### The request:
The records that follow should be retyped word for word.

## START Data to use

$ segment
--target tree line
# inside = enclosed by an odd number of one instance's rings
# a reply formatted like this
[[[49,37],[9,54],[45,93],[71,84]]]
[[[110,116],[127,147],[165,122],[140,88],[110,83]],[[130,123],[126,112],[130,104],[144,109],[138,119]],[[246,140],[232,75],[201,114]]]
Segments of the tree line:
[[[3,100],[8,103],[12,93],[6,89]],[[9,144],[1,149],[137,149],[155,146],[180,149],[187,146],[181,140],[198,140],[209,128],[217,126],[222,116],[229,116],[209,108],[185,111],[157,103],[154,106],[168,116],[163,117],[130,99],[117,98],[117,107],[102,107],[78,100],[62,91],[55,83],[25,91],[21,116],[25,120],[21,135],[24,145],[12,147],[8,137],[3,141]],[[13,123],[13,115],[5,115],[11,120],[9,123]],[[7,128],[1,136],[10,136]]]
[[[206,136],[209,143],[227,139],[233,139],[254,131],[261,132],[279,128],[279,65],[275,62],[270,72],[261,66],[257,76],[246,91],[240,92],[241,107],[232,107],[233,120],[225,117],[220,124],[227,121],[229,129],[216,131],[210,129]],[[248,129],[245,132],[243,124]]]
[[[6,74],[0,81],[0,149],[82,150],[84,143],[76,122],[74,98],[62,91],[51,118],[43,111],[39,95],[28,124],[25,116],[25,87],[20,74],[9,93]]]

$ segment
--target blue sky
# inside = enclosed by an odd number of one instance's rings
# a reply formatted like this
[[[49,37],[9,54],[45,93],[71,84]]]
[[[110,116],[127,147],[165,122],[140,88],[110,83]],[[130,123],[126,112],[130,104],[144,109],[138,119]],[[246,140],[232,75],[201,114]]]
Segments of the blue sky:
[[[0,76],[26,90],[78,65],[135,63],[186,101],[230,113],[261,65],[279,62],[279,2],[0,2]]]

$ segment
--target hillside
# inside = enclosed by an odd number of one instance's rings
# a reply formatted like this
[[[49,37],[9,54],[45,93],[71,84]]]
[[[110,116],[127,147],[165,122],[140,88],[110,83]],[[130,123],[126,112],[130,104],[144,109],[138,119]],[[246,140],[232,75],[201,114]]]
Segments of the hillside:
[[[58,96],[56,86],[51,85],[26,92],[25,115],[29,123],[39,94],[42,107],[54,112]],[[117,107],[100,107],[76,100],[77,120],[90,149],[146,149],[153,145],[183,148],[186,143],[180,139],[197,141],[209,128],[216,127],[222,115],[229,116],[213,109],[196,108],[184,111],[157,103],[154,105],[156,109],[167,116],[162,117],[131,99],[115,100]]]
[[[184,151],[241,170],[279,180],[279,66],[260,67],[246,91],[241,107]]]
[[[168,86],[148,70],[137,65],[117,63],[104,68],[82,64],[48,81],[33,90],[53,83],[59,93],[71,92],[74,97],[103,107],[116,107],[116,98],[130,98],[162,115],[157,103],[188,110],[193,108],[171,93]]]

## END Data to use

### The answer:
$ segment
--target tree line
# inside = enclosed by an odd number of one instance's rings
# a reply formatted like this
[[[49,37],[9,54],[45,93],[71,84]]]
[[[110,116],[127,147],[165,122],[140,88],[110,83]],[[130,123],[126,112],[130,104],[144,109],[138,119]],[[246,140],[232,75],[201,114]]]
Segments of the tree line:
[[[3,100],[8,103],[12,93],[6,89]],[[9,144],[1,149],[137,149],[155,146],[180,149],[187,146],[181,140],[198,140],[209,128],[217,126],[222,116],[229,116],[209,108],[185,111],[157,103],[154,106],[168,116],[163,117],[130,99],[117,98],[117,107],[102,107],[78,100],[62,91],[55,83],[25,91],[21,116],[25,120],[21,135],[24,145],[12,147],[8,137],[3,141]],[[13,123],[13,115],[5,115],[11,120],[9,123]],[[7,128],[1,136],[10,136]]]
[[[206,136],[209,143],[227,139],[233,139],[254,131],[261,132],[279,128],[279,65],[275,62],[270,72],[261,66],[257,76],[246,91],[240,92],[241,107],[232,107],[233,120],[225,117],[220,124],[227,121],[229,129],[216,131],[210,129]],[[248,129],[245,132],[243,124]]]
[[[6,74],[0,81],[0,149],[82,150],[84,143],[76,122],[74,98],[62,91],[51,118],[43,111],[39,95],[28,124],[25,116],[25,87],[20,74],[9,93]]]

$ segment
--target blue sky
# inside = enclosed by an odd number of one instance's rings
# a reply formatted like this
[[[49,37],[9,54],[45,93],[71,84]]]
[[[110,116],[127,147],[165,122],[140,88],[110,83]],[[130,123],[126,112],[130,104],[144,109],[138,119]],[[246,140],[232,75],[201,114]]]
Segments of the blue sky:
[[[0,76],[26,90],[78,65],[135,63],[186,101],[230,113],[261,65],[279,62],[279,2],[0,2]]]

$ segment
--target hillside
# inside = enclosed by an odd number of one instance's rings
# a reply formatted like this
[[[49,37],[9,54],[45,93],[71,84]]]
[[[110,116],[127,147],[165,122],[140,88],[110,83]],[[130,123],[126,112],[130,104],[144,109],[138,119]],[[246,140],[232,75],[201,114]]]
Segments of the hillside:
[[[58,96],[56,86],[51,85],[26,92],[25,115],[29,123],[39,94],[42,107],[54,112]],[[117,107],[100,107],[76,100],[77,120],[90,149],[146,149],[153,145],[183,148],[186,143],[180,139],[197,141],[209,128],[216,127],[222,115],[229,116],[213,109],[196,108],[184,111],[157,103],[154,105],[156,109],[167,116],[162,117],[131,99],[115,100]]]
[[[184,151],[241,170],[279,180],[279,66],[260,67],[246,91],[241,107]]]
[[[168,86],[148,70],[137,65],[117,63],[104,68],[82,64],[48,81],[33,90],[53,83],[59,93],[71,92],[74,97],[103,107],[116,107],[116,98],[130,98],[162,115],[157,103],[188,110],[193,108],[171,93]]]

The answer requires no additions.